### Goal:
Substitute "mark" for "circle" everywhere in the entries below and reproduce them with nothing else changed.

** start of Given data **

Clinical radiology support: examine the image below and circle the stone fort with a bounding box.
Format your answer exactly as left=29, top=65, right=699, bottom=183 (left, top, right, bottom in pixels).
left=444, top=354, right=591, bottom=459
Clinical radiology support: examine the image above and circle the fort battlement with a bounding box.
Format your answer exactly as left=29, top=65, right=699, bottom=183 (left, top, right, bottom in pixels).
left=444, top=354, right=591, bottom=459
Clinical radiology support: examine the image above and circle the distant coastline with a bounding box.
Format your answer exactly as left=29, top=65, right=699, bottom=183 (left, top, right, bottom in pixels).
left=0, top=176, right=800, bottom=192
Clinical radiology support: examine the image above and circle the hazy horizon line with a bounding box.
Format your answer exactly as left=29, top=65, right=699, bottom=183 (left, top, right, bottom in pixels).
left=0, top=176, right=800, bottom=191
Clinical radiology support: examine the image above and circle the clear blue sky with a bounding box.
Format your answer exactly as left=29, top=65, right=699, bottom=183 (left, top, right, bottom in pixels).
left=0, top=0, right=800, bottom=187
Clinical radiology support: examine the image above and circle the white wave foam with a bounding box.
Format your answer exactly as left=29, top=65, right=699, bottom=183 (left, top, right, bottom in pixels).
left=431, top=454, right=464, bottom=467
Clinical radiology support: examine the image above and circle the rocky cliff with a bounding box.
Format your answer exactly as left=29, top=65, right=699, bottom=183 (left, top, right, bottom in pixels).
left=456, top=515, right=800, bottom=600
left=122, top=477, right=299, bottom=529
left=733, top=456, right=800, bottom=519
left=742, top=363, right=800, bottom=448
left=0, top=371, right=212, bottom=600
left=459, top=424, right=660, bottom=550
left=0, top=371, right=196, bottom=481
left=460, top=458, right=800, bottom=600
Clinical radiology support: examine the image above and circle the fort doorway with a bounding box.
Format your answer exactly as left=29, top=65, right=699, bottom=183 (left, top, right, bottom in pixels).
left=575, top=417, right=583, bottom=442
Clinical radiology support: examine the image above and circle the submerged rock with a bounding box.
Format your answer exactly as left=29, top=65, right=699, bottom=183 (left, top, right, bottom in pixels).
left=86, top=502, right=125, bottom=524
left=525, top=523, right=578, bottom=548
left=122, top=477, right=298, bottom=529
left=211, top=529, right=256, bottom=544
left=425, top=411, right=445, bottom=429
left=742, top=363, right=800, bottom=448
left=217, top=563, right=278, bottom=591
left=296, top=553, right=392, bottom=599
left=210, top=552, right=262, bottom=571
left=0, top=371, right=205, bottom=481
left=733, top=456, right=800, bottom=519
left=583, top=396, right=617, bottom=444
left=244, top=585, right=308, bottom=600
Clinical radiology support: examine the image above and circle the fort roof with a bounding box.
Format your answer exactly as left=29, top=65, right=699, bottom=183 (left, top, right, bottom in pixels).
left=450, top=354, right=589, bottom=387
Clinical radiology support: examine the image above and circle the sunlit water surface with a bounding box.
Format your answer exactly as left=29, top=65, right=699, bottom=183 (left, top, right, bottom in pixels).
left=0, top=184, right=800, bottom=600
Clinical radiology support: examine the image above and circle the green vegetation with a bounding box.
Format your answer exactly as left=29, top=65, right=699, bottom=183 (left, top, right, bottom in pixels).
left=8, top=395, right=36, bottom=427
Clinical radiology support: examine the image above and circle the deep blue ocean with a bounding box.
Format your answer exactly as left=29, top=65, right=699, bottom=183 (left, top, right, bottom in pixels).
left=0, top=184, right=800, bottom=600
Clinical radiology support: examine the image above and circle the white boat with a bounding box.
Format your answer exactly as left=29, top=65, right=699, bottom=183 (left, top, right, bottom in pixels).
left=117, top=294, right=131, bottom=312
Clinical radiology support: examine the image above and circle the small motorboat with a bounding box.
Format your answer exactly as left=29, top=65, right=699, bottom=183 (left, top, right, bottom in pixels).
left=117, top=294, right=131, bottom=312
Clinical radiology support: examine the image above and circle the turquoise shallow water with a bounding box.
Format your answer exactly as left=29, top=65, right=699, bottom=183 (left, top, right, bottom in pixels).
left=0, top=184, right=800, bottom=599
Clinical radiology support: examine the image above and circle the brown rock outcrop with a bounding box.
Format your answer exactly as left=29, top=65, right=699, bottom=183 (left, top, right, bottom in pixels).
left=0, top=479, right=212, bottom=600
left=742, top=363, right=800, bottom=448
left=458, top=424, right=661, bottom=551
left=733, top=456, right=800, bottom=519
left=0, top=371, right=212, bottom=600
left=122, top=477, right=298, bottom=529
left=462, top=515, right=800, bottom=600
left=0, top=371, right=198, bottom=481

** end of Given data **

### Solution to this exercise:
Clinical radiology support: examine the image below and mark the stone fort with a bounding box.
Format your answer exactly as left=29, top=65, right=699, bottom=183 (left, top, right, bottom in pixels).
left=444, top=354, right=591, bottom=459
Clinical radiology support: examine the image above and mark the fort battlement with a bounding box.
Format your answer exactly as left=29, top=65, right=699, bottom=183 (left, top, right, bottom in pixels).
left=444, top=354, right=591, bottom=459
Clinical radiology support: examine the image above and mark the distant coastline with a bounding box.
Format your answer exactly as left=29, top=65, right=699, bottom=183 (left, top, right, bottom in pixels).
left=0, top=176, right=800, bottom=192
Clinical radiology support: examine the image above and mark the hazy horizon line with a bounding box.
Format your answer exactly as left=29, top=65, right=699, bottom=183 (left, top, right, bottom in pixels).
left=0, top=176, right=800, bottom=191
Clinical radiology support: examine the image above and mark the clear blue sky with a bounding box.
Format your answer exactly as left=29, top=65, right=699, bottom=183 (left, top, right, bottom in pixels).
left=0, top=0, right=800, bottom=187
Clinical radiology support: examine the image above and mark the white wave foam with a bounding box.
Format your answer exactly as left=29, top=65, right=699, bottom=183 (left, top, right, bottom in pixels).
left=431, top=454, right=464, bottom=467
Clinical radiology support: examine the image above and mark the rocky cliff with a bounding box.
Format your answer exactly as left=29, top=65, right=699, bottom=183 (left, top, right, bottom in pixels).
left=456, top=515, right=800, bottom=600
left=122, top=477, right=299, bottom=529
left=733, top=456, right=800, bottom=519
left=742, top=363, right=800, bottom=448
left=0, top=371, right=212, bottom=600
left=459, top=424, right=660, bottom=550
left=0, top=371, right=196, bottom=481
left=460, top=458, right=800, bottom=600
Clinical radiology support: examine the image above and mark the fort doorway with a bounding box.
Format your answer exactly as left=29, top=65, right=699, bottom=183 (left, top, right, bottom in pixels).
left=575, top=417, right=583, bottom=442
Clinical radiology support: examine the image above and mark the submerged rock with a bounding box.
Format your answer exactly as left=29, top=65, right=699, bottom=183 (left, top, right, bottom in pixels).
left=86, top=502, right=125, bottom=524
left=525, top=523, right=578, bottom=548
left=122, top=477, right=298, bottom=529
left=211, top=529, right=256, bottom=544
left=425, top=411, right=445, bottom=429
left=742, top=363, right=800, bottom=448
left=217, top=563, right=278, bottom=591
left=296, top=553, right=392, bottom=599
left=210, top=552, right=262, bottom=571
left=0, top=371, right=205, bottom=481
left=733, top=456, right=800, bottom=519
left=583, top=396, right=617, bottom=444
left=244, top=585, right=308, bottom=600
Clinical radiology support: examine the image above and mark the fort roof with a bounding box.
Format your answer exactly as left=29, top=65, right=699, bottom=183 (left, top, right, bottom in pixels).
left=450, top=354, right=589, bottom=387
Clinical radiology support: examine the image above and mark the sunlit water surface with a bounding box.
Format your answer exactly as left=29, top=65, right=699, bottom=183 (left, top, right, bottom in pixels).
left=0, top=184, right=800, bottom=600
Clinical radiology support: examine the image above and mark the green vegetation with a bounding box.
Format your answer exactly as left=29, top=65, right=699, bottom=183 (left, top, right, bottom in pixels).
left=8, top=395, right=36, bottom=427
Clinical radiology support: examine the image above and mark the deep blue ocean with a bounding box.
Format your answer exactly as left=29, top=65, right=699, bottom=183 (left, top, right, bottom in pixels).
left=0, top=184, right=800, bottom=600
Clinical radiology support: examine the image above and mark the white boat with a bounding box.
Format your answer exactly as left=29, top=65, right=699, bottom=183 (left, top, right, bottom in pixels).
left=117, top=294, right=131, bottom=312
Clinical radiology support: examine the image above and mark the small motorboat with a bounding box.
Format your answer exactly as left=29, top=65, right=699, bottom=183 (left, top, right, bottom in pixels).
left=117, top=294, right=131, bottom=312
Clinical radiology support: examine the image above and mark the turquoise shallow water with a bounding box.
Format your answer exactly as left=29, top=65, right=699, bottom=183 (left, top, right, bottom in pixels).
left=0, top=184, right=800, bottom=599
Clinical radiology support: examine the image above and mark the brown rock outcrop with a bounding box.
Format your answer exactly as left=29, top=65, right=699, bottom=183 (left, top, right, bottom in pixels).
left=0, top=479, right=212, bottom=600
left=742, top=363, right=800, bottom=448
left=458, top=424, right=661, bottom=551
left=733, top=456, right=800, bottom=519
left=0, top=371, right=212, bottom=600
left=122, top=477, right=298, bottom=529
left=462, top=515, right=800, bottom=600
left=0, top=371, right=198, bottom=481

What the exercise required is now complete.